==== Textauszug
Eine weitere filmische Auseinandersetzung scheint da im ersten Augenblick nicht nur völlig obsolet, sondern in einer Generation von »Vietnamspezialisten« fast ärgerlich. Doch schon die erste Folge von Ken Burns und Lynn Novicks Serien-Saurier belehrt eines Besseren: wann hat man je in diesem Detailreichtum auch über die Anfänge des Vietnamkonflikts, die französische Herrschaft über das Land, erzählt bekommen?
Aber nicht nur dieser tief in die Historie greifende Anfang überrascht. Denn schon schnell wird klar, dass Burns, einer der profiliertesten Dokumentarfilmer Amerikas und in einer Umfrage nach seinem Einfluss auf den Dokumentarfilm bereits mit Robert J. Flaherty (Nanuk der Eskimo, 1922) verglichen, auch in Vietnam auf ein inzwischen bewährtes Arsenal an Werkzeugen zurückgreift, die seine Dokumentationen wie Brooklyn Bridge (1981), The Civil War (1990) oder Unforgivable Blackness (2004) fast so etwas wie zu einem Kanon amerikanischer Geschichte werden ließen.
Auch Vietnam wird deshalb bei nicht verfügbaren Filmaufnahmen durch die als Ken Burns-Effekt bekannt gewordene Technik, mittels langsamer Panning- und Zoom-Effekte sowie Überblendungen aus Standbildern ein Video bzw. eine Diashow zu machen, zum Leben erweckt. Und auch in Vietnam arbeitet Burns ausgiebig mit Musik. Da Vietnam auch ein Krieg der 68er-Generation war, ist dieses Material an Fülle kaum zu überbieten, doch Burns lässt es wie in seinen anderen Filmen nicht beim bloßen Soundtrack, sondern verknüpft die Inhalte der Songs immer wieder akribisch mit der erzählten Geschichte, die auch hier, wenn nicht von Interviewpartnern, die zurückblicken, dann von einem Erzähler wiedergegeben wird – in der OF-Fassung erzählt Peter Coyote, für den deutschsprachigen Raum Joachim Król.
========
◆ Aufgabenliste
A - Schreib die Stelle aus dem Text über die Vietnam-Serie ab, beginnend mit "Eine weitere filmische" und fortlaufend bis einschließlich "Land, erzählt bekommen?", und benenne darin "Serien-Saurier" in "Mammutprojekt" um.
B - Prüfe anhand des Textes über die Vietnam-Serie, ob die folgenden Aussagen zutreffen, und belege jede Antwort mit einem wörtlichen Zitat: (i) Für den deutschsprachigen Raum erzählt Peter Coyote. (ii) Burns wurde in einer Umfrage mit Robert J. Flaherty verglichen. (iii) The Civil War stammt aus dem Jahr 1990.
==== Extrahierte Einträge
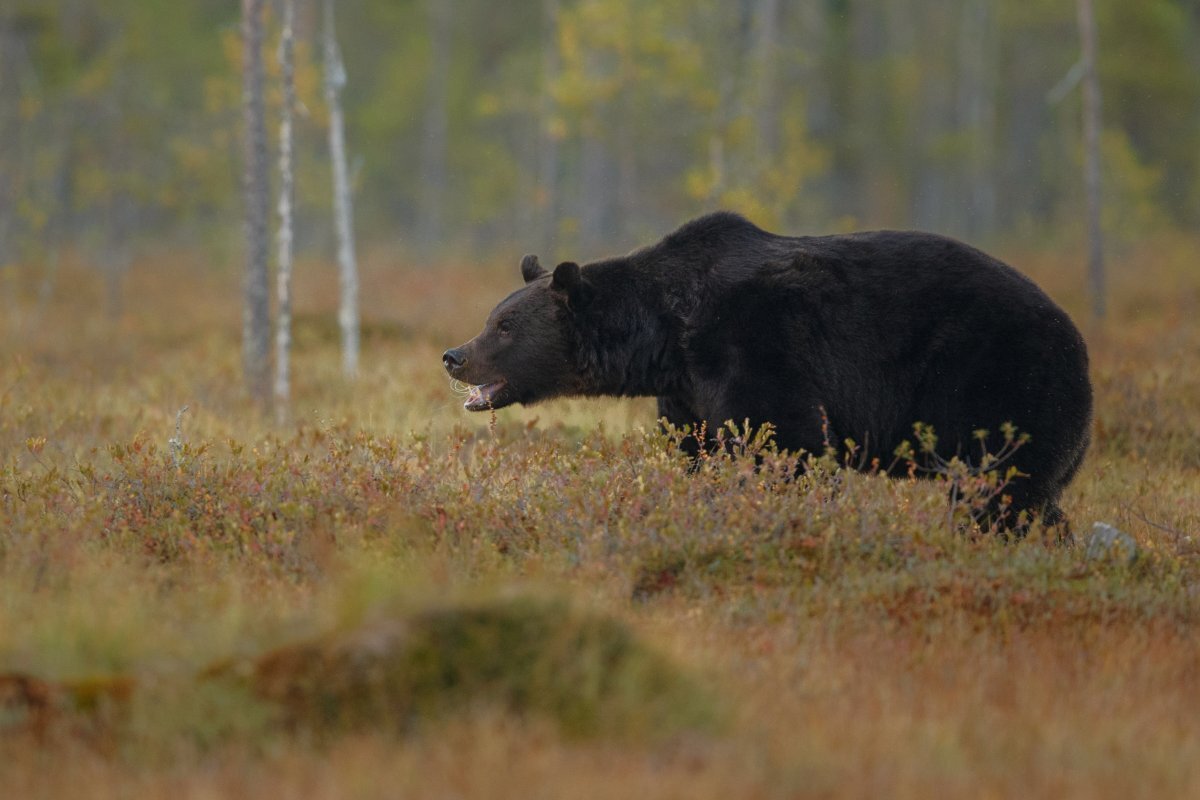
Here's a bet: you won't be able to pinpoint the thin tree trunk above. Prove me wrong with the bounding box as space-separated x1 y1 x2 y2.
325 0 359 378
959 0 996 236
275 0 296 425
538 0 559 252
1079 0 1106 319
418 0 454 255
751 0 779 169
241 0 271 405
========
◆ Gegebene Antworten
A -
Eine weitere filmische Auseinandersetzung scheint da im ersten Augenblick nicht nur völlig obsolet, sondern in einer Generation von »Vietnamspezialisten« fast ärgerlich. Doch schon die erste Folge von Ken Burns und Lynn Novicks Mammutprojekt belehrt eines Besseren: wann hat man je in diesem Detailreichtum auch über die Anfänge des Vietnamkonflikts, die französische Herrschaft über das Land, erzählt bekommen?

B -
(i) Nein: „in der OF-Fassung erzählt Peter Coyote, für den deutschsprachigen Raum Joachim Król“
(ii) Ja: „in einer Umfrage nach seinem Einfluss auf den Dokumentarfilm bereits mit Robert J. Flaherty (Nanuk der Eskimo, 1922) verglichen“
(iii) Ja: „The Civil War (1990)“